Poursuivez, s'il vous plaît, l'article sur l'expulsion de militants kurdes par la France, en reprenant juste après sa dernière phrase.

→ Texte extrait
-------
ATATÜRK par Ayten AKGÜRBÜZ

La France a toujours accordé l’asile politique aux nationalistes kurdes de Turquie qui risquent la prison dans leur pays. Mais les récentes expulsions de militants kurdes témoignent d’un fossé grandissant entre l’État français et son système judiciaire. L’une de ces expulsions a depuis été jugée illégale en appel.

Par : avec RFI


France

Qu’est-ce qui motive l’expulsion soudaine des terroristes kurdes par la France ?

Publié le | par Hakan | Nombre de visite 475
Qu'est-ce qui motive l'expulsion soudaine des terroristes kurdes par la France ?

En mars et avril, la France a expulsé trois militants kurdes vers la Turquie : Firaz Korkmaz, 24 ans, Mehmet Kopal, 37 ans et Serhat Gultekin, 28 ans.

Tous étaient soupçonnés d’avoir des liens étroits avec le Parti des travailleurs du Kurdistan (PKK), reconnu comme un organisme terroriste par l’État turc depuis 40 ans et l’Union européenne. La France, comme ses alliés occidentaux, considère le PKK comme une organisation terroriste.

Les Kurdes sont un peuple apatride réparti au Moyen-Orient. Environ un tiers d’entre eux vivent en Turquie. Approximativement 150 000 Kurdes résident en France.

Le Conseil démocratique kurde de France (CDKF), qui regroupe 27 associations kurdes, a condamné ces expulsions et prévenu que d’autres cas étaient en cours d’investigation.
-------
→ Données brutes
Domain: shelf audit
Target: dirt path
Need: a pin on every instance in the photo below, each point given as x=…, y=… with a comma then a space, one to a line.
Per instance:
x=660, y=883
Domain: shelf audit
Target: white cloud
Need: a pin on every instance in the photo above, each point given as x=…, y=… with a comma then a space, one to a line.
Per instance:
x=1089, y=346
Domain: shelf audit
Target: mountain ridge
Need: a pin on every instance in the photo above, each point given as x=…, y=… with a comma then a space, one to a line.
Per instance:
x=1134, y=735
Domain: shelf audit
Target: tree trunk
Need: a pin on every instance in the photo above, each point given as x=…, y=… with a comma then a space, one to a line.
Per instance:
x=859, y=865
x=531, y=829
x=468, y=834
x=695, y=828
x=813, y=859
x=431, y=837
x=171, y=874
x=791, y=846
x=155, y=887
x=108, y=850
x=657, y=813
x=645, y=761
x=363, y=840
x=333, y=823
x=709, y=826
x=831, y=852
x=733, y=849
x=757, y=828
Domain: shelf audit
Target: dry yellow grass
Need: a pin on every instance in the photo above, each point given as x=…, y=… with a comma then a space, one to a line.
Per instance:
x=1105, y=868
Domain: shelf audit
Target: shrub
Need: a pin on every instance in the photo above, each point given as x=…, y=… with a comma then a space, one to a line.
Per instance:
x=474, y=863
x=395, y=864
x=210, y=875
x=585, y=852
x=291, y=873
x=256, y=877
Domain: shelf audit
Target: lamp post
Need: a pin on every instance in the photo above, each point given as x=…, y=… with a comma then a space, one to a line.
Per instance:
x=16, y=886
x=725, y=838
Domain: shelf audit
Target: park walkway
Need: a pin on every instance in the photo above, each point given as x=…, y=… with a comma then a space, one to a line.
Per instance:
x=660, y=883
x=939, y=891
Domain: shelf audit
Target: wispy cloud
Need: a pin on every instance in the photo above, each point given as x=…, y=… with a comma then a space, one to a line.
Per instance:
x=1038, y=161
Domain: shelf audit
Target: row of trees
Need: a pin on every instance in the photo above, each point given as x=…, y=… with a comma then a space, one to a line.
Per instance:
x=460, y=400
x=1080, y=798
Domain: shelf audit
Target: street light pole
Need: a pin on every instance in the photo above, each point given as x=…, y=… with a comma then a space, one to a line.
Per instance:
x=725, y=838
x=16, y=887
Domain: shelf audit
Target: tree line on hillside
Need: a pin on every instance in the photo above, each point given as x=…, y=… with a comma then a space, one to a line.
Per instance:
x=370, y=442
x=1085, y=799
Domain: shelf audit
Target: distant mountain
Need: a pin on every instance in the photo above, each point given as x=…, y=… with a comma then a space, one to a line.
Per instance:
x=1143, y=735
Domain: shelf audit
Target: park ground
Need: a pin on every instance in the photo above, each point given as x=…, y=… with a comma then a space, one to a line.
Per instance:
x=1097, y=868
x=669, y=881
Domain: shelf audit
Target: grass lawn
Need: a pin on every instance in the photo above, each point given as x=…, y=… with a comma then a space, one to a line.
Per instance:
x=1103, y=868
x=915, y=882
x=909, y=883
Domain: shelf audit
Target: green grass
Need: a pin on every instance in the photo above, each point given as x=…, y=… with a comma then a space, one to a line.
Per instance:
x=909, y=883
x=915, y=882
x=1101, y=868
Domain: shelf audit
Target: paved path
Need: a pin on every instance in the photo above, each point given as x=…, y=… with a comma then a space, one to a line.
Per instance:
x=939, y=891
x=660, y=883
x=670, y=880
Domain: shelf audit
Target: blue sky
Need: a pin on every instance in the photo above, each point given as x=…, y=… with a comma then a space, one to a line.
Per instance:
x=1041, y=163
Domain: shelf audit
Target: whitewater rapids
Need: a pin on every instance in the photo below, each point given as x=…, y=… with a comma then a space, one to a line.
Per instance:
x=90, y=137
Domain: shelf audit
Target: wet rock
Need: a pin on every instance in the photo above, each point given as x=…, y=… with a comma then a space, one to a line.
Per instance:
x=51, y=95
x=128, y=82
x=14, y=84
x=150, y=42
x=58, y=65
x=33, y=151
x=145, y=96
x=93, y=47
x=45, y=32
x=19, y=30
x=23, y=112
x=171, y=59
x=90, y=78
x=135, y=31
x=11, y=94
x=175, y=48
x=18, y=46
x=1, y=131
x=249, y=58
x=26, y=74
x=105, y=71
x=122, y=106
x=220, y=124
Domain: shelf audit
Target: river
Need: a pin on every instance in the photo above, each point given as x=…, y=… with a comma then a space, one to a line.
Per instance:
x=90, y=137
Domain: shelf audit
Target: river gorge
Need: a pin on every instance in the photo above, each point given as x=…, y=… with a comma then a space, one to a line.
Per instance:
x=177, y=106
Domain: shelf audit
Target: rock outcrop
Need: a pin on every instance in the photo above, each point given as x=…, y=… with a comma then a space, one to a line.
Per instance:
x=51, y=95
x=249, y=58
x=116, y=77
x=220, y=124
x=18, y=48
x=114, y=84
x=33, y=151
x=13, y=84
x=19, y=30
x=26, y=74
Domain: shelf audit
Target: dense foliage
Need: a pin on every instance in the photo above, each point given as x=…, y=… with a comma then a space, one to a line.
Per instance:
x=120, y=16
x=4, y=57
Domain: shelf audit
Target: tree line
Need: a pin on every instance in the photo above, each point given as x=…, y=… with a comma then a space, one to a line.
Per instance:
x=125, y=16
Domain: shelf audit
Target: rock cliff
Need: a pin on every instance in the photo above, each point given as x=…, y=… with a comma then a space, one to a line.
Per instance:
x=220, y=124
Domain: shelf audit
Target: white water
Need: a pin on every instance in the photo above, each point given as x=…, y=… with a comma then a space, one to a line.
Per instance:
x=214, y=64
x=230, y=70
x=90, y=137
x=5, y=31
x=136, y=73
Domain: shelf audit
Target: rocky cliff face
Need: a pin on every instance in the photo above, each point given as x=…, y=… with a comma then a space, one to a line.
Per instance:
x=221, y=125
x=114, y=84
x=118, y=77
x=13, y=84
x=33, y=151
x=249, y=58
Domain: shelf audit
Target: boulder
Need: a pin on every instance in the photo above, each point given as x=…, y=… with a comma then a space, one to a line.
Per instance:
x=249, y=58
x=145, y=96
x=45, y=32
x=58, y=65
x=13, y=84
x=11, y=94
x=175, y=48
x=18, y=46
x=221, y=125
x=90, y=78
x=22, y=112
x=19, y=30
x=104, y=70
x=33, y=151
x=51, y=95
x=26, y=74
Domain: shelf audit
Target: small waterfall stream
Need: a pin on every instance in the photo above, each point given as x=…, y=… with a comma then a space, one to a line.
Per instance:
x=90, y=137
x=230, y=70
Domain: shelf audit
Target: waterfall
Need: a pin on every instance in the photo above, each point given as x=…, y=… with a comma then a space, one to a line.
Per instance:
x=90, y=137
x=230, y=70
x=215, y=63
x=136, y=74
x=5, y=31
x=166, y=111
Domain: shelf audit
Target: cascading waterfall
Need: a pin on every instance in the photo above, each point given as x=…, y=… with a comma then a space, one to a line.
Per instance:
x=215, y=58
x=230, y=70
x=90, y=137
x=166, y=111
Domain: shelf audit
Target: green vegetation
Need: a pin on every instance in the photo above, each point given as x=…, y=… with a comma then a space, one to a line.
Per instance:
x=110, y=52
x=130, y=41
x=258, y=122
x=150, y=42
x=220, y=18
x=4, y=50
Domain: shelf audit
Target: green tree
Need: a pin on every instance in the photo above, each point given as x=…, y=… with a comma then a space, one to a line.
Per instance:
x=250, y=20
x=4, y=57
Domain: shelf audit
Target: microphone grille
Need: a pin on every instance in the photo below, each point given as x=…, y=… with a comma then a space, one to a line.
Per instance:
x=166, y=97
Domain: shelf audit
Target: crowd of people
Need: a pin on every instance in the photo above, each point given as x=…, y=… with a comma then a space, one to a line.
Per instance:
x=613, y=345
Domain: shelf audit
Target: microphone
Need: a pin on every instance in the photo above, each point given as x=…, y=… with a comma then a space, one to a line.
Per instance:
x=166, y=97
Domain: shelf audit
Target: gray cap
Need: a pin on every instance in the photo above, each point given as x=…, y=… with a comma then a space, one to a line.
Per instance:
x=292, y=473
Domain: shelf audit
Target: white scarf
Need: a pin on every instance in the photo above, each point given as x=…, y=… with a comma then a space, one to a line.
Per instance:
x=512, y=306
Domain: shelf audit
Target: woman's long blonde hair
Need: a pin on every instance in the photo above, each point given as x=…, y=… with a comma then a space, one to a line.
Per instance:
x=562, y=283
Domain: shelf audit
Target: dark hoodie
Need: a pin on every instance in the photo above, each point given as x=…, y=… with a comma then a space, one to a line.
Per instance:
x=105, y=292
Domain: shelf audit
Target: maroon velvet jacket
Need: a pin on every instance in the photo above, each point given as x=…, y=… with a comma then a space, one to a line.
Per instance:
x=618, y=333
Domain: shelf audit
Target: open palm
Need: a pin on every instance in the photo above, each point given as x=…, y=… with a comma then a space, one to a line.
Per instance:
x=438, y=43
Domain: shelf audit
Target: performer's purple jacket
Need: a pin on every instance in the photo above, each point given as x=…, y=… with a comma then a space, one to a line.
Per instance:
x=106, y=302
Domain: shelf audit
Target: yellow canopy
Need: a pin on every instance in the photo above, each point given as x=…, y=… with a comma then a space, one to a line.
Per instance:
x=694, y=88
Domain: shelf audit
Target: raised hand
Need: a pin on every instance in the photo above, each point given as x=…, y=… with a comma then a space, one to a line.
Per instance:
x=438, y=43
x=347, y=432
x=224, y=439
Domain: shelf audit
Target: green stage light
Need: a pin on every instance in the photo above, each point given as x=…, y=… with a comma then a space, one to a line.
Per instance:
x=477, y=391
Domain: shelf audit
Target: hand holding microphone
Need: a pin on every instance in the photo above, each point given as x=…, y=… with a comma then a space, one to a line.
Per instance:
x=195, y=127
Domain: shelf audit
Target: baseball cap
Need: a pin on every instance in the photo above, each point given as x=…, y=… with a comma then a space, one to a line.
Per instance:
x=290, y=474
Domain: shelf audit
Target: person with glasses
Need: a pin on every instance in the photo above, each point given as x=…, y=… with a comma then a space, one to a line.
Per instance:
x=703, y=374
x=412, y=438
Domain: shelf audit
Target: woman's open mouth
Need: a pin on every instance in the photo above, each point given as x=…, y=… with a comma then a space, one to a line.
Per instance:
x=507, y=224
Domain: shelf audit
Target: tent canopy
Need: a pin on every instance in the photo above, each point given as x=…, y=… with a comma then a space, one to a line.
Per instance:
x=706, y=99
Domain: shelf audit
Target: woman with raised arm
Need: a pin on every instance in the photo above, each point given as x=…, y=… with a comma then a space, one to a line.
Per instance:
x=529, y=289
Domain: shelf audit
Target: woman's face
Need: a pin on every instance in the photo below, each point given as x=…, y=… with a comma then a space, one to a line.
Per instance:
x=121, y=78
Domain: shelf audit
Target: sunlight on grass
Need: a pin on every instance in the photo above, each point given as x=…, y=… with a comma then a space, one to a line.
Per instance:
-------
→ Réponse rédigée
Fin avril, huit hommes kurdes ont été arrêtés à Paris et dans le sud-est de la France, accusés d’avoir extorqué des fonds à la communauté kurde pour soutenir les activités du terrorisme du PKK, considérées comme un financement du terrorisme.

Les autorités françaises ont également perquisitionné les locaux des chaînes de télévision kurdes en exil Sterk TV et Medya Haber TV en Belgique, à la demande de la justice française.

Le CDKF estime que ce niveau d’action est sans précédent. Avant avril, aucun militant kurde n’avait été remis à la Turquie depuis 2019, lorsque les relations diplomatiques entre Paris et Ankara ont atteint un point bas.

Les frictions sont en partie dues au soutien de la France aux YPG kurdes, une branche armée du PKK qui combattent l’État islamique en Syrie, mais sont considérées par la Turquie comme une extension du PKK.

Il n’est pas prudent de revenir

Depuis avril, les autorités françaises ont retiré le statut de réfugié à 50 terroristes kurdes, selon le CDKF, et expulsé les trois militants. Le cas de Serhat Gultekin suscite une inquiétude particulière.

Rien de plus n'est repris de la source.